To-do list —
1. Reproduce, word for word, the stretch of the taxon-removal script reply from "Hello Joseph, after" through "removed from them).".
2. Condense the paragraph of the taxon-removal script reply that begins "Wrote a bash script" into a short bulleted list that keeps its main facts.
3. Go on with the taxon-removal script reply, starting right after its last line.

Passage provided —
Hello Joseph, after some work I came up with a solution.
Wrote a bash script that uses a 'for' loop to iterate through every fasta file in the directory appointed (my biggest problem was the large volume of 577 .fasta files, and 92 taxons to be removed from them).

Here's the script I used:

#!/bin/bash

Define the list of taxon names for each pass

taxon_names=(
"Melocactus*"
"Another_Taxon*"
"Yet_Another_Taxon*"
# Add more taxon names for additional passes as needed
)

Define initial directory for the first pass

initial_dir="/mnt/c/users/gabit/linux2/3.Combined_paralogs/reduced/reduced2"

Iterate over each taxon name and run pxrms command

for (( pass=0; pass<${#taxon_names[@]}; pass++ )); do

Determine the directory for the current pass

pass_dir="$initial_dir/pass_$((pass+1))"
mkdir -p "$pass_dir"

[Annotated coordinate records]

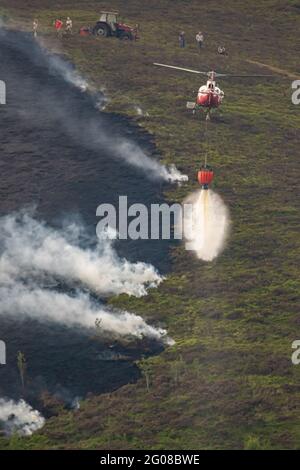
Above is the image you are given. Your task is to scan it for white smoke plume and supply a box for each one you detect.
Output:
[133,104,149,117]
[0,213,163,297]
[183,189,230,261]
[0,213,172,344]
[0,282,172,344]
[49,55,92,92]
[42,50,188,183]
[0,26,188,183]
[0,398,45,436]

Response list —
1.
Hello Joseph, after some work I came up with a solution.
Wrote a bash script that uses a 'for' loop to iterate through every fasta file in the directory appointed (my biggest problem was the large volume of 577 .fasta files, and 92 taxons to be removed from them).

2.
- A bash script uses a 'for' loop to go through every fasta file in the chosen directory.
- The main difficulty was volume: 577 .fasta files.
- 92 taxons had to be removed from those files.

3.
Process files using results from previous pass if available

if (( pass > 0 )); then
    prev_pass_dir="$initial_dir/pass_$pass"
    for input_file in "$prev_pass_dir"/*.fasta; do
        output_file="$pass_dir/$(basename "$input_file")"
        pxrms -s "$input_file" -r "${taxon_names[pass]}" -o "$output_file"
    done

Process files from initial directory for the first pass

else
    for input_file in *.fasta; do
        output_file="$pass_dir/$input_file"
        pxrms -s "$input_file" -r "${taxon_names[pass]}" -o "$output_file"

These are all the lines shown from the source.